■ **Document**:
^^^^^^^^

Rechercher
Rechercher

Dossiers Liban - Société

Le viol, arme « psychique » de destruction massive...

Si de nos jours tout le monde s'accorde à considérer le viol comme un acte traumatisant et destructeur, portant atteinte aux droits, à la dignité et à l'intégrité physique des victimes, force est de reconnaître que dans la réalité, tout se passe malheureusement très différemment. La loi du silence, le déni et l'abandon des victimes règnent encore en maîtres. L'immense majorité des viols ne sont ni connus ni dénoncés. La brigade des mœurs fait état de 71 cas d'agression sexuelles en 2013. Un chiffre largement sous-estimé en raison du nombre de victimes qui n'ont pas le courage de porter plainte.

Une des affiches de KAFA contre la violence domestique. Photo archives

Viol de femmes, viol d'enfants, viol conjugal. Il est temps que la société et les autorités responsables ouvrent les yeux sur « ce fléau », sur lequel certains n'osent pas mettre un nom.
Face à l'insécurité qui règne au quotidien, à l'évolution crescendo de la violence, les Libanais vivent avec la peur au ventre : agressions, enlèvements, meurtres, vols et viols sont commis en plein jour. Les viols, crimes crapuleux, concernent toute notre société. Depuis que le Liban a ouvert ses frontières à des centaines de milliers de réfugiés, ils ont augmenté.
La violence contre les femmes est l'une des violations des droits de l'homme les plus répandues dans le monde, mais elle reste l'un des crimes les moins poursuivis. C'est un mal qui affecte toutes les sociétés. Zeina, 23 ans, a été violée depuis 2 ans sous la contrainte d'un couteau, alors qu'elle s'adonnait à son jogging matinal : « Je courais. Fatiguée, j'ai ralenti ma course. Remarquant dans le chantier de construction d'à côté un homme très brun, bizarre et mal vêtu, mon intuition m'a dicté de rebrousser chemin, ce que je n'ai pas eu le temps de faire. Arrivé à ma hauteur, il s'est jeté sur moi, m'a soulevée et projetée au bas de la colline. C'est là qu'il m'a violée sous la contrainte d'un couteau. J'ai très vite compris que si je protestais ou criais, il me tuerait. Je l'ai tout de suite senti. La seule solution pour survivre était donc de l'amadouer pour déjouer ses plans et gagner du temps. J'ai, d'une certaine façon, négocié ma vie en le manipulant psychologiquement, en établissant une sorte de dialogue avec lui entre deux actes et en l'interrogeant sur sa vie. Après m'avoir "arraché" la promesse de le revoir et s'être assuré de mon numéro de portable, il m'a enfin libérée. J'ai frôlé la mort », se lamente encore Zeina.

^^^^^^^^

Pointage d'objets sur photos

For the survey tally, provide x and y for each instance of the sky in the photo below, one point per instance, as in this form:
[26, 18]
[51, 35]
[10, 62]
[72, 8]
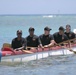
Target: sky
[37, 7]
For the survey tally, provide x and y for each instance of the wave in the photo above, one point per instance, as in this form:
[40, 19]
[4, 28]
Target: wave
[49, 16]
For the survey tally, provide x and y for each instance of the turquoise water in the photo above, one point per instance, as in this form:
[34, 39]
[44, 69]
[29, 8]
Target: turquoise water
[10, 24]
[58, 65]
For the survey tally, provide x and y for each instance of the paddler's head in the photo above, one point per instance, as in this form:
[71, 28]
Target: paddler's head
[31, 31]
[19, 33]
[61, 30]
[47, 30]
[68, 28]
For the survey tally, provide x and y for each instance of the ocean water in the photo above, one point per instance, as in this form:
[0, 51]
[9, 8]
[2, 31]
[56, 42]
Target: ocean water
[10, 24]
[53, 65]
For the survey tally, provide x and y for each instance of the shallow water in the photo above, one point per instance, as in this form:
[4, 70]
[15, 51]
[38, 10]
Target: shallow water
[53, 65]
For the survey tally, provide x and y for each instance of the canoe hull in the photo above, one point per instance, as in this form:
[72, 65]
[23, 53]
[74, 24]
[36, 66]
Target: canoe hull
[35, 56]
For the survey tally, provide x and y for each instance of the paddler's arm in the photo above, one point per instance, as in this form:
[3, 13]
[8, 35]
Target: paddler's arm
[51, 44]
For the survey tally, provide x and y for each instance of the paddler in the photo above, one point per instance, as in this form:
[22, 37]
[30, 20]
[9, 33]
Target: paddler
[69, 33]
[18, 43]
[46, 39]
[32, 39]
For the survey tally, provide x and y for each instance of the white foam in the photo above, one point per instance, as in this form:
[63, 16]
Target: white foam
[49, 16]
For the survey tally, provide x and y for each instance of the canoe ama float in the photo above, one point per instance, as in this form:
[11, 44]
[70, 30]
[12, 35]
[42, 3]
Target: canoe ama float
[7, 55]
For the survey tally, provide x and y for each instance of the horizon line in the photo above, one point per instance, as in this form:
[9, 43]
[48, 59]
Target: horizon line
[31, 14]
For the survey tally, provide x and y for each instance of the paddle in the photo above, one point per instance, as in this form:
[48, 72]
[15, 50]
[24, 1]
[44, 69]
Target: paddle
[26, 51]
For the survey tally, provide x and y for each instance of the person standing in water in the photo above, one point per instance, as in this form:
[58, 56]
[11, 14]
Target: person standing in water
[46, 39]
[18, 43]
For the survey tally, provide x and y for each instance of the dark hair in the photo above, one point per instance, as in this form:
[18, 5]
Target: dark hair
[61, 28]
[31, 29]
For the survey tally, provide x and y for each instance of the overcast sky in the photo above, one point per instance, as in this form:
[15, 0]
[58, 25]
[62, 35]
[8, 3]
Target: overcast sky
[37, 6]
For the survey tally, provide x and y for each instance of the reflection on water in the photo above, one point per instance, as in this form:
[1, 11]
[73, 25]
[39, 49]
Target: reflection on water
[53, 65]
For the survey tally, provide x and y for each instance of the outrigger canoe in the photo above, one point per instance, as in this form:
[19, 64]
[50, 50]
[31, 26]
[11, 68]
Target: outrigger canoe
[7, 55]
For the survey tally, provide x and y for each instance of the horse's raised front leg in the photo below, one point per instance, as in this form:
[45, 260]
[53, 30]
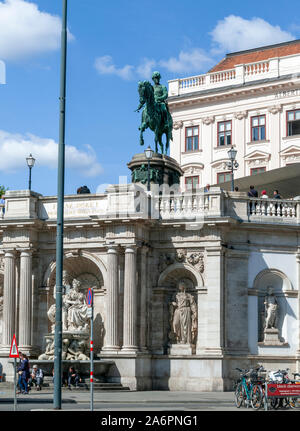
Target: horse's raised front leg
[142, 128]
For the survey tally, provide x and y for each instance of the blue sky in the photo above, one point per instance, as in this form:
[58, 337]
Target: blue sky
[112, 45]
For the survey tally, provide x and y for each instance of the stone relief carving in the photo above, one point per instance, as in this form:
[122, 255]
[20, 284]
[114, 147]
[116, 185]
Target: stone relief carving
[271, 310]
[183, 316]
[74, 347]
[74, 308]
[180, 255]
[164, 261]
[240, 115]
[208, 120]
[197, 260]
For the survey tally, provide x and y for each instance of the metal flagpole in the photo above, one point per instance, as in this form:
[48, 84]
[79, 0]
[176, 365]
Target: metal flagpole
[60, 217]
[92, 354]
[15, 384]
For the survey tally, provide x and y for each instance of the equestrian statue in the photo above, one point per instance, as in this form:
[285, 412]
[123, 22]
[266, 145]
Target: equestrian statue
[156, 113]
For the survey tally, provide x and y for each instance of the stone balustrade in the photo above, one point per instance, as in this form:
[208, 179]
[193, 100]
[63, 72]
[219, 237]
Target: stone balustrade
[279, 208]
[240, 74]
[119, 203]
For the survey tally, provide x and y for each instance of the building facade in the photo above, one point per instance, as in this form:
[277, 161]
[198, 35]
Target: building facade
[227, 249]
[250, 101]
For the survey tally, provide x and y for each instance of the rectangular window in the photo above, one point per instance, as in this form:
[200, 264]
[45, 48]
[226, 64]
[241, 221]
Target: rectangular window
[191, 183]
[192, 138]
[255, 171]
[293, 123]
[258, 128]
[223, 177]
[224, 133]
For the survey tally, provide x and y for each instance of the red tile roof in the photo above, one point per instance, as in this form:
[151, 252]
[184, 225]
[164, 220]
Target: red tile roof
[258, 54]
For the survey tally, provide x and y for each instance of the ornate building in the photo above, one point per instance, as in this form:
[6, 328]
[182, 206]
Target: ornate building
[249, 100]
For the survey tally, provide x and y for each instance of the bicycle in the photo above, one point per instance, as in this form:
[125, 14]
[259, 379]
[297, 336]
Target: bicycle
[247, 391]
[295, 402]
[279, 376]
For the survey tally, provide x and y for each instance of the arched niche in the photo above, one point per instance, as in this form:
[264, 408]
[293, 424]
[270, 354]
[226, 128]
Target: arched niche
[85, 266]
[91, 272]
[180, 271]
[281, 285]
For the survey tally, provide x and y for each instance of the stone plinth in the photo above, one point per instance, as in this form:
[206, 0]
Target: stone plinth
[163, 170]
[181, 349]
[75, 346]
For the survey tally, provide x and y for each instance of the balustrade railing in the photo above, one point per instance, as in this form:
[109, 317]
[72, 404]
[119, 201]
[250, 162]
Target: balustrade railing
[272, 208]
[256, 68]
[224, 75]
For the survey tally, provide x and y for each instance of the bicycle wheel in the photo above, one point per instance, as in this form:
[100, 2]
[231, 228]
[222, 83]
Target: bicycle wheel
[275, 403]
[256, 396]
[239, 395]
[294, 403]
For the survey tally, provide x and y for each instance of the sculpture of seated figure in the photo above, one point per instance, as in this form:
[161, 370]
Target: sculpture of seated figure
[78, 319]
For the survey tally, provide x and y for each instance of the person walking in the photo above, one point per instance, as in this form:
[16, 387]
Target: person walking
[276, 195]
[73, 378]
[252, 192]
[24, 373]
[36, 377]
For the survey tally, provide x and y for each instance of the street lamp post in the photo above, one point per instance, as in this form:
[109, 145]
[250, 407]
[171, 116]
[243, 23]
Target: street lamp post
[57, 401]
[149, 154]
[232, 164]
[30, 163]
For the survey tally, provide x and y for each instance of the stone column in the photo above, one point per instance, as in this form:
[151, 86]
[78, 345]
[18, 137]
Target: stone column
[112, 316]
[9, 301]
[25, 308]
[215, 301]
[202, 320]
[298, 287]
[143, 312]
[130, 302]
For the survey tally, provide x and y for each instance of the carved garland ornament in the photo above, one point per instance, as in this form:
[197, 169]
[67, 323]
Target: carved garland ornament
[208, 120]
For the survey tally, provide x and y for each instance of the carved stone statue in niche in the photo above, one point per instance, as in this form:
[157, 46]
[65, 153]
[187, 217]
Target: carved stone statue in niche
[271, 336]
[77, 319]
[271, 310]
[183, 316]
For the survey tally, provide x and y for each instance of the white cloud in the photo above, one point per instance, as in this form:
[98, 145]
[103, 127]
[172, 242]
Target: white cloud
[235, 33]
[14, 148]
[187, 61]
[105, 66]
[26, 31]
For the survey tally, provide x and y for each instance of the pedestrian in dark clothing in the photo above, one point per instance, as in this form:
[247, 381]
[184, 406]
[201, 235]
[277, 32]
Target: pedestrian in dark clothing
[276, 194]
[252, 192]
[24, 373]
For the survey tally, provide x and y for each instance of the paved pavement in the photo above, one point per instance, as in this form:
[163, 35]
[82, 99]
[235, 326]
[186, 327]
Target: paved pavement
[121, 401]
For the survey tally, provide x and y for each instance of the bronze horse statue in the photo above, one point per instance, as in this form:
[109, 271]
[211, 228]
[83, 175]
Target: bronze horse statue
[154, 117]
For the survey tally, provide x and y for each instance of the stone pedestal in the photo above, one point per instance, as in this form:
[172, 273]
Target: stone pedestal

^^^^^^^^

■ **Travail à faire**:
• 1. D'après l'article sur le viol au Liban, combien de cas d'agression sexuelle la brigade des mœurs a-t-elle recensés en 2013 ?
• 2. Poursuivez l'article sur le viol au Liban après sa dernière phrase.

■ **Réponses par exercice**:
• 1. 71 cas.

• 2.
« C'était le début de la descente en enfer, souligne-t-elle. Il m'a fallu des mois pour tenter de sortir de cette spirale infernale, pour pouvoir émerger. Tout espoir était mort. J'ai enchaîné les tentatives de suicide. Ma vie sexuelle s'est dégradée. Engouffrée dans un cycle d'autodestruction total, j'ai finalement réussi à mettre des mots sur ce qui m'est arrivé : j'ai été violée », raconte Zeina qui poursuit : « Peu importe que j'ai crié ou pas, que je me sois débattue ou non, on a abusé de moi, de mon corps, de ma force mentale. On m'a détruite. Je cherche maintenant à me construire. »
Ce drame résonne comme un signal d'alarme qui devrait pousser les responsables à redoubler d'efforts afin de prendre les mesures nécessaires pour éradiquer la violence gratuite envers l'intégrité physique et sexuelle des femmes.

L'enfance violée, volée
Dans le cadre de fausses idées très répandues, le viol est tout d'abord perçu comme le fait d'un agresseur inconnu issu d'un milieu défavorisé, le plus souvent de nuit, dans un parking, sur une femme sexuellement désirable. La victime est censée s'être débattue et avoir porté plainte aussitôt. Or on a tendance à oublier presque toutes les autres victimes du viol, de loin les plus nombreuses mais les plus occultées : les mineures, violées par un proche, un parent, un ami.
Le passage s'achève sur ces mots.